### Extract provided ###

Letter Re: Caring for Babies in TEOTWAWKI

Hello Mr. Rawles,
What a fine blog you have! I read with interest the entry Caring for Babies in TEOTWAWKI. I respond to the part about breastfeeding your infants. The author makes many excellent points about the tactical advantage of breastfeeding infants as opposed to relying on formula, including the potential to feed other members of your family. If you are successfully breastfeeding when the balloon goes up, it would be very advantageous for your family to have a battery operated breast pump, simply to collect more milk. The author also included a very touching video of a woman acting as a wet nurse after the Chinese earthquake in 2008.

I am currently in the throws of breastfeeding an 8 week old, and successfully breastfed another baby for 18 months. Although I am exclusively breastfeeding, I often think about what my husband would do if TSHTF and I was killed, but the baby survived. What if he couldn’t get to the store to buy formula, or what if it was sold out, or, like the author mentioned, $4,200 per can? I hope there’s an altruistic wet nurse nearby like the Chinese lady, but what if there’s not?!

### Supplied material ###

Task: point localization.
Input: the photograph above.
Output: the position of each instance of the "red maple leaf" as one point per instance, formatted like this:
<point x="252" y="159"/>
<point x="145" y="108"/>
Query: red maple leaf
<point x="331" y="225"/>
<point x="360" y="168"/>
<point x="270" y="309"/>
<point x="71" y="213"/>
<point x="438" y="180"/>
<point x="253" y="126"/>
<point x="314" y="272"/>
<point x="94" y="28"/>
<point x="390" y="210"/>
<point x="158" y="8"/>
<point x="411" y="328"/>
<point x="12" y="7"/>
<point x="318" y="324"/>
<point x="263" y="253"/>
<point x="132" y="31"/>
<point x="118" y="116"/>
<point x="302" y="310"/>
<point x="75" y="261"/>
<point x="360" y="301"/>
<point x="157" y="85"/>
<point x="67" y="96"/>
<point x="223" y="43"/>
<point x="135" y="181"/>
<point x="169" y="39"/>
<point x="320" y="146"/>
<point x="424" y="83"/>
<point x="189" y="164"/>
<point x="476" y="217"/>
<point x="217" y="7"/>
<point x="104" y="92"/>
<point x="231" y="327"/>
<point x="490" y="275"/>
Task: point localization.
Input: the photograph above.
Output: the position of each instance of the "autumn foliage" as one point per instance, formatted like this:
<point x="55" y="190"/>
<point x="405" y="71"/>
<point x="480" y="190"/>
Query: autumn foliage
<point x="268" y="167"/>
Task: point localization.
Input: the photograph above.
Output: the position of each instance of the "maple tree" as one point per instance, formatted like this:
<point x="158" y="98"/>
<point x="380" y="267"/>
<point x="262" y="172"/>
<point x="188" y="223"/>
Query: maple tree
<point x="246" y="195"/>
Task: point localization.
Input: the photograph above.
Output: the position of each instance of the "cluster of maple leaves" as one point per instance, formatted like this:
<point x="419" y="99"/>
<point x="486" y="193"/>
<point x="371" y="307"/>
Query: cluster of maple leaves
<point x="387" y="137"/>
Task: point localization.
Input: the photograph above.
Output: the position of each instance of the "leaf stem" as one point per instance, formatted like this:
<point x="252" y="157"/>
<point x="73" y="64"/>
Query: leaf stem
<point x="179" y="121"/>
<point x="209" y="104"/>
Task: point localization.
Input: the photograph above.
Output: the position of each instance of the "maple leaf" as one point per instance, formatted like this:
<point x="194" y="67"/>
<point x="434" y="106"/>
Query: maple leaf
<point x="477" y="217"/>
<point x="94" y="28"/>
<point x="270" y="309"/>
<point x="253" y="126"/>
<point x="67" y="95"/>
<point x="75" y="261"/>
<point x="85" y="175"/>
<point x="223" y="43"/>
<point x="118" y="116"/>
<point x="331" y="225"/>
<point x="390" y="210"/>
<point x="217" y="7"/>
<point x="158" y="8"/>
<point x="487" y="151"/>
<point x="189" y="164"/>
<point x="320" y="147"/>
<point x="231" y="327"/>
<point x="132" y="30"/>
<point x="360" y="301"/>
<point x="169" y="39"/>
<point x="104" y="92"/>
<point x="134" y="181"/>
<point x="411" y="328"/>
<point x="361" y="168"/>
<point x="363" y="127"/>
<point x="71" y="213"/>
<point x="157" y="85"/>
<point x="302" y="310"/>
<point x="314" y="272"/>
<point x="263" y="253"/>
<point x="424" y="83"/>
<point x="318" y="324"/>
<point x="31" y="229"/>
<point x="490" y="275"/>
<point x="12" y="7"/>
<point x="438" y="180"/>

###

Copy the letter about breastfeeding in a crisis word for word, between "Letter Re: Caring" and "earthquake in 2008.", inclusive.

▶ Reply:
Letter Re: Caring for Babies in TEOTWAWKI

Hello Mr. Rawles,
What a fine blog you have! I read with interest the entry Caring for Babies in TEOTWAWKI. I respond to the part about breastfeeding your infants. The author makes many excellent points about the tactical advantage of breastfeeding infants as opposed to relying on formula, including the potential to feed other members of your family. If you are successfully breastfeeding when the balloon goes up, it would be very advantageous for your family to have a battery operated breast pump, simply to collect more milk. The author also included a very touching video of a woman acting as a wet nurse after the Chinese earthquake in 2008.